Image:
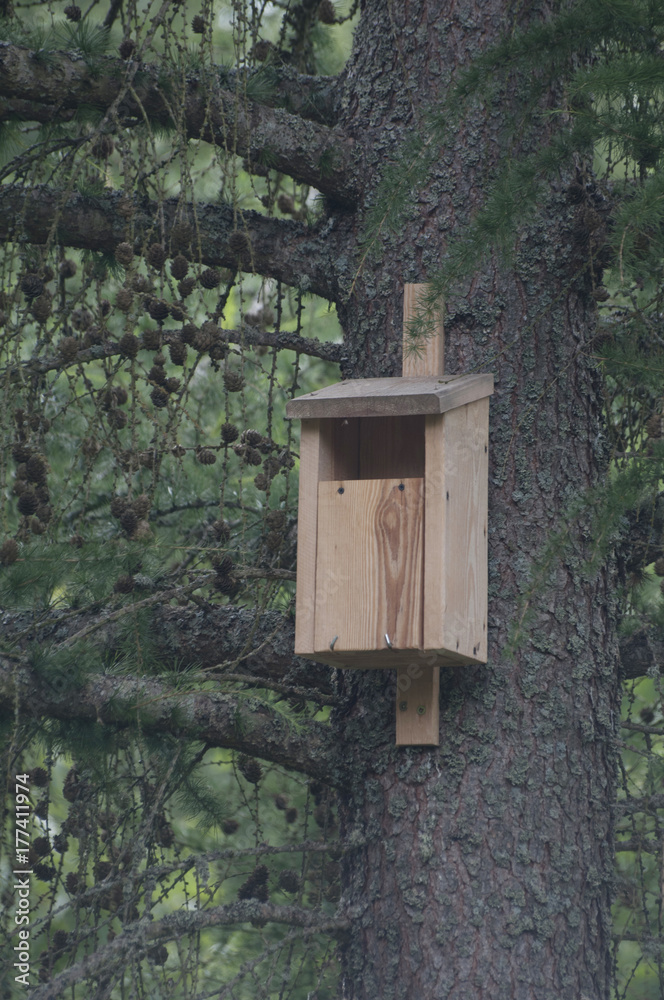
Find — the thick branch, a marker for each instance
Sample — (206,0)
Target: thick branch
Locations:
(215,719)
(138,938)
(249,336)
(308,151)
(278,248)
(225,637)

Aim of the task: Swap "thick branch" for "heavy branch" throughout the items above and change nothing else. Don't include the pictures.

Task response:
Image:
Find — the heavy branch, a marker for each instance
Sample — (206,0)
Target: heavy branch
Locations:
(215,719)
(138,938)
(249,336)
(308,151)
(278,248)
(225,637)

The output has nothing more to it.